EXCERPT TO READ:
· · · ·
Former borough of London

The Metropolitan Borough of Kensington was a metropolitan borough in the County of London from 1900 to 1965, which since 1901 was known as the Royal Borough of Kensington, following the death of Queen Victoria, in accordance with her wishes.

==History==
It bordered Chelsea, Fulham, Hammersmith, Paddington, and Westminster.

It included Kensington, South Kensington, Earls Court, Notting Hill, Brompton and part of Kensal Green.

In 1901 it was granted the status of a royal borough, and therefore from then was also known as the Royal Borough of Kensington. The status was granted after the death of Queen Victoria, in accordance with her wish (she was born at Kensington Palace in the borough).

In 1965 it was amalgamated with the Metropolitan Borough of Chelsea to form the Royal Borough of Kensington and Chelsea.

A number of street signs in the area still bear the designation "Royal Borough of Kensington".

The old Town Hall was demolished "in controversial circumstances" involving an impending conservation order in June 1982.

==Coat of arms==
The coat of arms is derived from those of the former Lords of the Manor, and that of the parish church, which is dedicated to the Virgin Mary.
· · · ·
(Referring expression grounding records)
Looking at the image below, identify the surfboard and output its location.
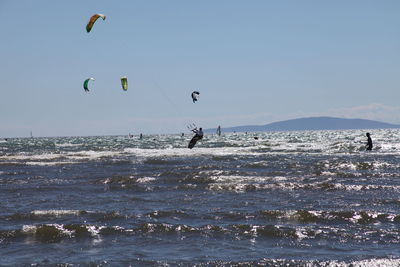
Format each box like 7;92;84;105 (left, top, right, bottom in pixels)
188;135;201;149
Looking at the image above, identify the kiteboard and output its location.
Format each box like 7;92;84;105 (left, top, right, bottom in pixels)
188;135;202;149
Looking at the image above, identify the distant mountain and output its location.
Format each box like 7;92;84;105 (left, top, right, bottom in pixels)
205;117;400;133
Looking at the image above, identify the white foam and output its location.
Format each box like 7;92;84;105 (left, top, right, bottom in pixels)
31;210;82;217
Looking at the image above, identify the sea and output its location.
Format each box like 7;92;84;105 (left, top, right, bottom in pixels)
0;129;400;266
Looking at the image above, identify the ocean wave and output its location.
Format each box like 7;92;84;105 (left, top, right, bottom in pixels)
0;220;400;244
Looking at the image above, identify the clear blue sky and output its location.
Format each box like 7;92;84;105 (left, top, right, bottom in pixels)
0;0;400;137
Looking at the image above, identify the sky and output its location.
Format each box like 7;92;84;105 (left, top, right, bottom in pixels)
0;0;400;137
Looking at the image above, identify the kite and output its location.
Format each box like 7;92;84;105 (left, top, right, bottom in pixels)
83;78;94;92
121;76;128;91
192;91;200;103
86;14;106;32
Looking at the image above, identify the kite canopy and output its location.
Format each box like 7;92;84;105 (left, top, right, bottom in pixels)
192;91;200;103
86;14;106;32
83;78;94;92
121;76;128;91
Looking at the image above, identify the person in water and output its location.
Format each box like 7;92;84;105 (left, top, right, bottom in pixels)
366;133;372;150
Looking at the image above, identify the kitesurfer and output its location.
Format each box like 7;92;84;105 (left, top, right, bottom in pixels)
192;128;204;140
366;133;372;150
188;128;203;149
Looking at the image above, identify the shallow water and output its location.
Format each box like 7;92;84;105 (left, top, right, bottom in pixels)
0;130;400;266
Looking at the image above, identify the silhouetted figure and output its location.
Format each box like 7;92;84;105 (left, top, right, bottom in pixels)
366;133;372;150
188;128;203;149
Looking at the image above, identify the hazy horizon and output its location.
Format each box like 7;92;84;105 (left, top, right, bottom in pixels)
0;0;400;137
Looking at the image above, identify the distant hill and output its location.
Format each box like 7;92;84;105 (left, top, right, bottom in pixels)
205;117;400;133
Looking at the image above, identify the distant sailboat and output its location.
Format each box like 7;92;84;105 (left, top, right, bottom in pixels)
217;125;221;136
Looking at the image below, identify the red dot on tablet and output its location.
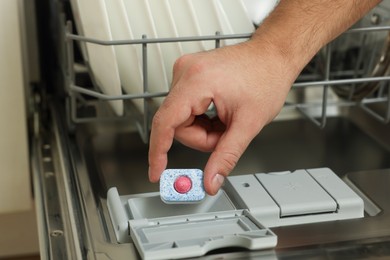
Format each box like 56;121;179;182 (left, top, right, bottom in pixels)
173;175;192;194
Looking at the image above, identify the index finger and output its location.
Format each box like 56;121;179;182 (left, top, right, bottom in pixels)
149;95;191;182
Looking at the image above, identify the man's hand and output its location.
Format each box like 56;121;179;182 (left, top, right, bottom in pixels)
149;0;380;194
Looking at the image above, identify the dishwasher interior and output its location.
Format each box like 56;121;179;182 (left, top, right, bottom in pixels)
31;0;390;259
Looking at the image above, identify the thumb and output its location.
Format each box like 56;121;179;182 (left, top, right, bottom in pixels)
204;120;260;195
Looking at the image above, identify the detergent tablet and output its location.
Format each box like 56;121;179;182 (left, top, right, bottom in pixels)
160;169;206;204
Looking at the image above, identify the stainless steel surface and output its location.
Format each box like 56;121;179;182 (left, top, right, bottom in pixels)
31;101;390;259
32;0;390;260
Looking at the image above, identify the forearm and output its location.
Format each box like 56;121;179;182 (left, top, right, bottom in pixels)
251;0;381;76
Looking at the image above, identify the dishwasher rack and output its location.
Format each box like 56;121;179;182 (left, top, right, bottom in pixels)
61;21;390;143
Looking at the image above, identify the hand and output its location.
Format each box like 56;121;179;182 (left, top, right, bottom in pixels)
149;0;380;195
149;42;296;194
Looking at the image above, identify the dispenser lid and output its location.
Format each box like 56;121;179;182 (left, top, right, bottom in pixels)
129;210;277;259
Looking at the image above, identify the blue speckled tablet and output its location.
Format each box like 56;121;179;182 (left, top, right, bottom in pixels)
160;169;206;203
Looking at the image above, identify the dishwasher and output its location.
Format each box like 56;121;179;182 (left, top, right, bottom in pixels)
29;0;390;260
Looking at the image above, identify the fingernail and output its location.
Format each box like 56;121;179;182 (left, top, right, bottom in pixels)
212;174;225;190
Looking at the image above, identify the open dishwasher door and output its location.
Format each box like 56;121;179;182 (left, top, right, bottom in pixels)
31;0;390;259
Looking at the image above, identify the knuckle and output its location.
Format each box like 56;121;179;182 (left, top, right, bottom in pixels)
215;151;240;176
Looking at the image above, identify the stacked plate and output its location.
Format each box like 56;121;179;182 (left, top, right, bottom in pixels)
71;0;261;115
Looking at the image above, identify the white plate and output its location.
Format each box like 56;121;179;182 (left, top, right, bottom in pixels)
192;0;233;50
218;0;254;38
169;0;206;53
71;0;123;116
105;0;144;113
149;0;183;86
123;0;169;105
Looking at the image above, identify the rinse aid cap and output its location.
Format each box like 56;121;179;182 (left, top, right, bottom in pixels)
160;169;206;204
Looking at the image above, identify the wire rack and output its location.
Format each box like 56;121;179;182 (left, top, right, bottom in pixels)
62;19;390;142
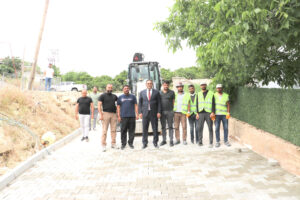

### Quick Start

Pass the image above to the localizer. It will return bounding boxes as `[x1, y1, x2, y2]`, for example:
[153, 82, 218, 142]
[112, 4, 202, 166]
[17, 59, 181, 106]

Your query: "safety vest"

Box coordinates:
[214, 92, 229, 115]
[188, 93, 197, 114]
[198, 91, 214, 113]
[174, 92, 190, 114]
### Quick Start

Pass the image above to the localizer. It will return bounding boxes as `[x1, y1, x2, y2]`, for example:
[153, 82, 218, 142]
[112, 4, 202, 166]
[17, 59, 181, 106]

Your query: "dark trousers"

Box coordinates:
[215, 115, 228, 142]
[188, 114, 199, 143]
[198, 112, 214, 144]
[121, 117, 135, 146]
[160, 111, 174, 142]
[142, 112, 158, 145]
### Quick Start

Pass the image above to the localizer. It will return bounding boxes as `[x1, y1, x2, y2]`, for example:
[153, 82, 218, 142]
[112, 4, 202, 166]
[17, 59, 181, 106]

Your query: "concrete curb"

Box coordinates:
[0, 129, 80, 191]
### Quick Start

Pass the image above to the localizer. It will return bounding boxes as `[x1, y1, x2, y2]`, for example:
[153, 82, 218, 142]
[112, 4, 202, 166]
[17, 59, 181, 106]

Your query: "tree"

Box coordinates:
[156, 0, 300, 88]
[52, 65, 61, 77]
[174, 67, 207, 79]
[0, 57, 22, 74]
[160, 68, 174, 81]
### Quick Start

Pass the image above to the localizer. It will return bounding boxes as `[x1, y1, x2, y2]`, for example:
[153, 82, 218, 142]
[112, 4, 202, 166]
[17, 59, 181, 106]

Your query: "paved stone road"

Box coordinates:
[0, 124, 300, 200]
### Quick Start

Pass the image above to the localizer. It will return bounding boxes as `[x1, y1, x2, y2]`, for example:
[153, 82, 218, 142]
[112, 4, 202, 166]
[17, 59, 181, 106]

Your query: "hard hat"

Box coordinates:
[216, 84, 223, 88]
[176, 82, 184, 87]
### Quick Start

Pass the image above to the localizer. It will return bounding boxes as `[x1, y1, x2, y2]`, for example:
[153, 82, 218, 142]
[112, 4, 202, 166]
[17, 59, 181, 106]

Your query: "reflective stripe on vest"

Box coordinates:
[173, 92, 189, 114]
[189, 94, 197, 114]
[198, 91, 214, 113]
[214, 92, 229, 115]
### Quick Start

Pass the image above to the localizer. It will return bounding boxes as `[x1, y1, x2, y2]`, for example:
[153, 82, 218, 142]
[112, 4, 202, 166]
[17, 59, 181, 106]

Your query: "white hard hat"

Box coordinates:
[216, 84, 223, 88]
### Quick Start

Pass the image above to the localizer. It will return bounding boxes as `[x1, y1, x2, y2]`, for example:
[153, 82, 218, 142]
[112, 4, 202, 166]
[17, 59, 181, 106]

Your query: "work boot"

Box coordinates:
[160, 141, 167, 146]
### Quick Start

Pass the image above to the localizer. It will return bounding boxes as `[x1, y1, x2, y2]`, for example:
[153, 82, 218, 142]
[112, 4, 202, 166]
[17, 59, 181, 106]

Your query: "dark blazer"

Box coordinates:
[139, 89, 161, 116]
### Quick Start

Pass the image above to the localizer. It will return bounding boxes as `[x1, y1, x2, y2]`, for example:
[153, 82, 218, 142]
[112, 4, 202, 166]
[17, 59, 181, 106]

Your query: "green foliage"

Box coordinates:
[156, 0, 300, 91]
[160, 68, 174, 82]
[0, 57, 22, 74]
[174, 67, 207, 79]
[160, 67, 208, 81]
[231, 88, 300, 146]
[62, 71, 127, 92]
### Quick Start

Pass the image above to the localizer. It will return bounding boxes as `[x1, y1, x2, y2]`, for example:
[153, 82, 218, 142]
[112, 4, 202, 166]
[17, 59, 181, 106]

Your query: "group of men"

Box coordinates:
[76, 80, 231, 151]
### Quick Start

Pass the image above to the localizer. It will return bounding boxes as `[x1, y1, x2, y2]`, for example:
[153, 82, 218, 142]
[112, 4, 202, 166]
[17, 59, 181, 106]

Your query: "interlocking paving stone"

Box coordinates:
[0, 124, 300, 200]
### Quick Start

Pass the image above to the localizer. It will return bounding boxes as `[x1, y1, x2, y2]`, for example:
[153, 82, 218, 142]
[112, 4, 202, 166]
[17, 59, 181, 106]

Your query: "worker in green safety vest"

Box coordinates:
[196, 82, 215, 148]
[173, 83, 189, 145]
[187, 85, 199, 144]
[214, 84, 231, 147]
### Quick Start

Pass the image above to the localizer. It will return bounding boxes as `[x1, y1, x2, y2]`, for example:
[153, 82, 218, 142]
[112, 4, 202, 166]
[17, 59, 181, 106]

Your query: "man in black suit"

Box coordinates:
[139, 80, 161, 149]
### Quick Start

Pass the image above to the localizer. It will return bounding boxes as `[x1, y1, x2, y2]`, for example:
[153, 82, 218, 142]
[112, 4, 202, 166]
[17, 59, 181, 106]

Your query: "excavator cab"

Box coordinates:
[128, 53, 161, 134]
[128, 62, 161, 95]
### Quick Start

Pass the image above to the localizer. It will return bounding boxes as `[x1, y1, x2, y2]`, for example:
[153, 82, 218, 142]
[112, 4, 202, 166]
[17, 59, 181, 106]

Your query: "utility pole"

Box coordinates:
[28, 0, 49, 90]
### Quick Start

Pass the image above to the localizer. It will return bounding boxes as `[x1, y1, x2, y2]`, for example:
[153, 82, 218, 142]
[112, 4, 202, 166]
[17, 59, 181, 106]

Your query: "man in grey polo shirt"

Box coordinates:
[160, 81, 175, 147]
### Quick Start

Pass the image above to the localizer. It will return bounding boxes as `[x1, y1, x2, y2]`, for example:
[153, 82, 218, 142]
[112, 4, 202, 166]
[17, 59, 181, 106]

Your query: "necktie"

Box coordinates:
[148, 90, 151, 101]
[148, 90, 151, 110]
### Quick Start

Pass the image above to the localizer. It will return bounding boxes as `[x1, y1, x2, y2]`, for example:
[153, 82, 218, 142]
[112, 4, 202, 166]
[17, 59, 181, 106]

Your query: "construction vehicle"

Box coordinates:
[127, 53, 162, 134]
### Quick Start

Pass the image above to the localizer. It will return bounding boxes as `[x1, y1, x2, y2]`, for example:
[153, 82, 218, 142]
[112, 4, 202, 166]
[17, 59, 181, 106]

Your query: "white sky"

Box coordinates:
[0, 0, 196, 76]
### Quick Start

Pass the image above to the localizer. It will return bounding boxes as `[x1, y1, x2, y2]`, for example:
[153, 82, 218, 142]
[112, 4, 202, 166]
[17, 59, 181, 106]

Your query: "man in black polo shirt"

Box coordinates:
[75, 90, 94, 142]
[117, 85, 139, 150]
[160, 81, 175, 147]
[98, 84, 118, 151]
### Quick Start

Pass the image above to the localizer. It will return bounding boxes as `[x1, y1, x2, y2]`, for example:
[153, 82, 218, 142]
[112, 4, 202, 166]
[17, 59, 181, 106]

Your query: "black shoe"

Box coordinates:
[175, 140, 180, 145]
[159, 141, 167, 146]
[170, 141, 174, 147]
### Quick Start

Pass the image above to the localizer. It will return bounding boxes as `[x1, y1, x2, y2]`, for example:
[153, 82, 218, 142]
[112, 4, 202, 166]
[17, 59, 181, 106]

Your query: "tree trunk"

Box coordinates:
[28, 0, 49, 90]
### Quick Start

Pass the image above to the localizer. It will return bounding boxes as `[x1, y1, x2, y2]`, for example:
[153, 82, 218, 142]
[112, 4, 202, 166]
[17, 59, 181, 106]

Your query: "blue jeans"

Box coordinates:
[188, 114, 199, 143]
[45, 78, 52, 91]
[215, 115, 228, 142]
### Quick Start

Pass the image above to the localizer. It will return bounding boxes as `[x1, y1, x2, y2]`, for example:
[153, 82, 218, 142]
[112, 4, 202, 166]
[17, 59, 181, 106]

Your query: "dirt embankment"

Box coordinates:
[0, 86, 80, 176]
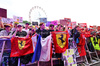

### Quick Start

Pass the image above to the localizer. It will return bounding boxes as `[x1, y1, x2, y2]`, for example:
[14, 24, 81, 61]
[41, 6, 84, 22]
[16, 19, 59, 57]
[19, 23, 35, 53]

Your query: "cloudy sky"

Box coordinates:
[0, 0, 100, 25]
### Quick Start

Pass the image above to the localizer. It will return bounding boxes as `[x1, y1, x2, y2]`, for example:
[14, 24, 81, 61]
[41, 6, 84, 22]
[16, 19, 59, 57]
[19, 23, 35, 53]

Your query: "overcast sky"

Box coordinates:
[0, 0, 100, 25]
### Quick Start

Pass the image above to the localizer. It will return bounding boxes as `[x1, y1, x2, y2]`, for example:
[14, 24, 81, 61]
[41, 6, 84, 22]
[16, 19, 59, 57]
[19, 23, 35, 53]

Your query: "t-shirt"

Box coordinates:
[0, 30, 10, 36]
[16, 31, 27, 37]
[22, 29, 29, 34]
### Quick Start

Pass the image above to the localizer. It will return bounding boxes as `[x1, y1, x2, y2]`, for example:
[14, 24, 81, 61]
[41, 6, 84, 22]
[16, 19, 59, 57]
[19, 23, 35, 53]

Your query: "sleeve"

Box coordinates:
[0, 31, 4, 36]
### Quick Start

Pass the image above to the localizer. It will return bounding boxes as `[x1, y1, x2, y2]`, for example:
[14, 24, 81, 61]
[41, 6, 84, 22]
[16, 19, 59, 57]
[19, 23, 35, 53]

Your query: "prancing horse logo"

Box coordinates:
[56, 34, 66, 48]
[18, 40, 26, 50]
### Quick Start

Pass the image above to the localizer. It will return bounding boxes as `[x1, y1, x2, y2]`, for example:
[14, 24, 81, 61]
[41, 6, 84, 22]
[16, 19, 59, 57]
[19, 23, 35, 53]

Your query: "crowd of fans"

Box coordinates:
[0, 22, 100, 65]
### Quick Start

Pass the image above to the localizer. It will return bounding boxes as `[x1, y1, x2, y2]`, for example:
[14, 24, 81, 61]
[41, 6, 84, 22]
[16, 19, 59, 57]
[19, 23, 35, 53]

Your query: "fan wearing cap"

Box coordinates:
[12, 24, 27, 37]
[11, 22, 19, 31]
[22, 23, 29, 34]
[0, 24, 11, 38]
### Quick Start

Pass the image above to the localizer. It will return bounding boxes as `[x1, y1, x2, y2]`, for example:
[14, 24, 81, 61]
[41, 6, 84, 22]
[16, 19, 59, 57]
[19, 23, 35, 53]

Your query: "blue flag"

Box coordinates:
[32, 35, 41, 63]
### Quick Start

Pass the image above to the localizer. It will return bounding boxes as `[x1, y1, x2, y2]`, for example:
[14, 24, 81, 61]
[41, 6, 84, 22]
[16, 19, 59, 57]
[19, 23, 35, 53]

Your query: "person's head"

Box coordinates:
[49, 24, 54, 30]
[57, 24, 63, 31]
[75, 25, 79, 30]
[14, 22, 19, 28]
[4, 24, 11, 32]
[25, 23, 29, 28]
[39, 22, 45, 30]
[17, 25, 22, 31]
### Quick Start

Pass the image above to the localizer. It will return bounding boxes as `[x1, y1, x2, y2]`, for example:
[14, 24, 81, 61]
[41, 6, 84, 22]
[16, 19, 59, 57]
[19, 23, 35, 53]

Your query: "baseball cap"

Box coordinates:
[4, 24, 11, 27]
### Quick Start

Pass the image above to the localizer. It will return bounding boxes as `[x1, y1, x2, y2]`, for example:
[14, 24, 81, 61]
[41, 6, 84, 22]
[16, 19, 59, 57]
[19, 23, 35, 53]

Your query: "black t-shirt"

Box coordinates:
[16, 31, 27, 37]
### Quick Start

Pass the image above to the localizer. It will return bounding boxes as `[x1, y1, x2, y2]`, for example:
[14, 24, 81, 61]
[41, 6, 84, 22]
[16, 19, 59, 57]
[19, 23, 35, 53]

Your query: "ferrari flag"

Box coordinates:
[52, 31, 69, 53]
[10, 37, 33, 57]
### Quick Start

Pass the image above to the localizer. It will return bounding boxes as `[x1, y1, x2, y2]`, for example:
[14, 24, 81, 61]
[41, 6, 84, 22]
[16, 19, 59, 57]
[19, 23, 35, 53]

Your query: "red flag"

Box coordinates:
[10, 37, 33, 57]
[77, 34, 86, 56]
[52, 31, 69, 53]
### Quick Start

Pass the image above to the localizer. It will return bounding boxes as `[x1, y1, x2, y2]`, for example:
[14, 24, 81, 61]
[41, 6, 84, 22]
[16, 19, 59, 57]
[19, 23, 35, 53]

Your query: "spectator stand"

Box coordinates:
[85, 38, 100, 66]
[0, 39, 11, 66]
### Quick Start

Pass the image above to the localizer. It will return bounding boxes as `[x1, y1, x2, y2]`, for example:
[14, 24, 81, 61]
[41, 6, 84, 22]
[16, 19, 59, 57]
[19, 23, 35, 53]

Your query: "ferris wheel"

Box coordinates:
[29, 6, 47, 23]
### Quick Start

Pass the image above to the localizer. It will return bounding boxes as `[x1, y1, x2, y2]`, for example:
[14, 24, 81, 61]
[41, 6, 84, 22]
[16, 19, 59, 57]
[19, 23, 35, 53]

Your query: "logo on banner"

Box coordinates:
[18, 40, 26, 50]
[56, 34, 66, 48]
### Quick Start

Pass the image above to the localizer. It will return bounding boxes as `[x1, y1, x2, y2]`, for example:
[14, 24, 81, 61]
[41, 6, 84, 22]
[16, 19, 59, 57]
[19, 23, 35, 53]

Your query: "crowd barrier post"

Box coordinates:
[51, 58, 53, 66]
[85, 39, 100, 66]
[0, 41, 6, 66]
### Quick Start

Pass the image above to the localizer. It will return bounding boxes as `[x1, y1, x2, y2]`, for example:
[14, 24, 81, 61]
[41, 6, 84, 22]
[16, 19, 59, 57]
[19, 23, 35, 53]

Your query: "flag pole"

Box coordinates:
[18, 58, 20, 66]
[0, 41, 6, 66]
[37, 61, 39, 66]
[51, 58, 53, 66]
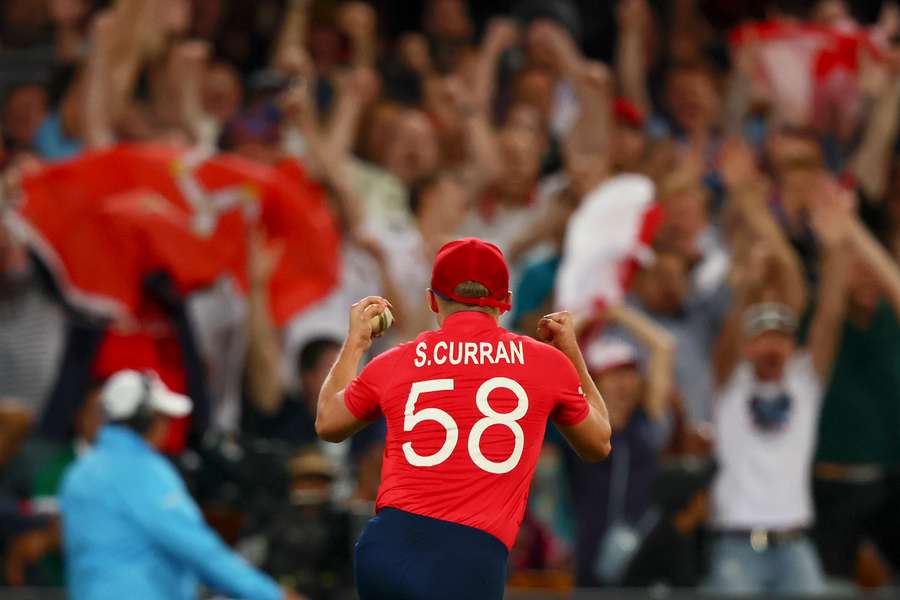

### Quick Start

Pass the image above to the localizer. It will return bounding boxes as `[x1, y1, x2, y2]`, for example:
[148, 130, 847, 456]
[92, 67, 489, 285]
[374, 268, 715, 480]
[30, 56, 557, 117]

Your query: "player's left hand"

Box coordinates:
[538, 310, 581, 357]
[347, 296, 392, 351]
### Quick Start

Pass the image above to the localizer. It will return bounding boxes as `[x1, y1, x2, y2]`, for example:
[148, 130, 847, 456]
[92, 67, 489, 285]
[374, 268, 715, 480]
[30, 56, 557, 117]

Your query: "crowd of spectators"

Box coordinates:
[0, 0, 900, 599]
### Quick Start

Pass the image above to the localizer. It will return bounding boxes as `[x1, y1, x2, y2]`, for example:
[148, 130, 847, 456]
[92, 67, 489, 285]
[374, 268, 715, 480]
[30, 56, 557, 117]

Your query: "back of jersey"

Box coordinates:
[345, 311, 590, 547]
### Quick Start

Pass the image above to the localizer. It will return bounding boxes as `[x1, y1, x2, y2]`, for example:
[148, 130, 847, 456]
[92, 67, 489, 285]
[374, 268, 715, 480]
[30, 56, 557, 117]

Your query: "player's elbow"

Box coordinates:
[578, 440, 612, 462]
[579, 420, 612, 462]
[316, 414, 346, 444]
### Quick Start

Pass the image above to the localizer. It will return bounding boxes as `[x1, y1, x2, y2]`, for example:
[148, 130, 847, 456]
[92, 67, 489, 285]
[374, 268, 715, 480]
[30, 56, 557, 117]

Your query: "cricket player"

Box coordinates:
[316, 238, 611, 600]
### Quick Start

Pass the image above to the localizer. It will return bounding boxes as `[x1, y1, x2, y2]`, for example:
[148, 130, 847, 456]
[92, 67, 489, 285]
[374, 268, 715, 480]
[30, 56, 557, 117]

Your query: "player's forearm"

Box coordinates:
[316, 340, 366, 427]
[563, 348, 609, 423]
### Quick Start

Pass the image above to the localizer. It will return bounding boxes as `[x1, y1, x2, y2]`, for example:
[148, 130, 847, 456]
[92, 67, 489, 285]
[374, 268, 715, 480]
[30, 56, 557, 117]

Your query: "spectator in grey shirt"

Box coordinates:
[0, 220, 65, 417]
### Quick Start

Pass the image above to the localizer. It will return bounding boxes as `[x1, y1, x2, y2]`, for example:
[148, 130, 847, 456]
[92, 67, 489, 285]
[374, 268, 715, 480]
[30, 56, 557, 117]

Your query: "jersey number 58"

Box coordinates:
[403, 377, 528, 474]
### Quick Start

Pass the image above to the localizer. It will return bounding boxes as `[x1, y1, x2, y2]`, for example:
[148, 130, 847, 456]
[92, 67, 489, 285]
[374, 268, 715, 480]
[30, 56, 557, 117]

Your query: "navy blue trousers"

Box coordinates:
[356, 508, 509, 600]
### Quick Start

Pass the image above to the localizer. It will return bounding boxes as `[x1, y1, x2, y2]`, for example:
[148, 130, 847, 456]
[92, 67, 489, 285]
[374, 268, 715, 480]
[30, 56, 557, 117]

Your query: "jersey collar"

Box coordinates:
[441, 310, 500, 331]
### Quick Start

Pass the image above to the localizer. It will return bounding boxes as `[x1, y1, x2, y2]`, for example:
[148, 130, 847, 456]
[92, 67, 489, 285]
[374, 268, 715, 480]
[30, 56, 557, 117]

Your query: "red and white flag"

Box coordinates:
[556, 174, 662, 315]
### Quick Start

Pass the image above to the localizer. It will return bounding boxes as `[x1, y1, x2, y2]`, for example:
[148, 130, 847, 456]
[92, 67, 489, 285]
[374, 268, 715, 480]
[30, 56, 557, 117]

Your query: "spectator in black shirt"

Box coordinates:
[243, 337, 341, 446]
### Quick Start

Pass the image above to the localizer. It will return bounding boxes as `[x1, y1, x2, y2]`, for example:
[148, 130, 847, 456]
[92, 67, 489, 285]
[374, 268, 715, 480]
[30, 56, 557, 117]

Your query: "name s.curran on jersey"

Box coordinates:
[413, 340, 525, 367]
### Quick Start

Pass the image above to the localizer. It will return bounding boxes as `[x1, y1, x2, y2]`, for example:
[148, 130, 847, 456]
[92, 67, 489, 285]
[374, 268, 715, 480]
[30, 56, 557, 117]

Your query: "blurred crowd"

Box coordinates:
[0, 0, 900, 599]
· · · ·
TASK BRIEF:
Please copy out the full passage above on the Metropolitan Borough of Kensington, word for word.

TASK SOLUTION:
Former borough of London

The Metropolitan Borough of Kensington was a metropolitan borough in the County of London from 1900 to 1965, which since 1901 was known as the Royal Borough of Kensington, following the death of Queen Victoria, in accordance with her wishes.

==History==
It bordered Chelsea, Fulham, Hammersmith, Paddington, and Westminster.

It included Kensington, South Kensington, Earls Court, Notting Hill, Brompton and part of Kensal Green.

In 1901 it was granted the status of a royal borough, and therefore from then was also known as the Royal Borough of Kensington. The status was granted after the death of Queen Victoria, in accordance with her wish (she was born at Kensington Palace in the borough).

In 1965 it was amalgamated with the Metropolitan Borough of Chelsea to form the Royal Borough of Kensington and Chelsea.

A number of street signs in the area still bear the designation "Royal Borough of Kensington".

The old Town Hall was demolished "in controversial circumstances" involving an impending conservation order in June 1982.

==Coat of arms==
The coat of arms is derived from those of the former Lords of the Manor, and that of the parish church, which is dedicated to the Virgin Mary.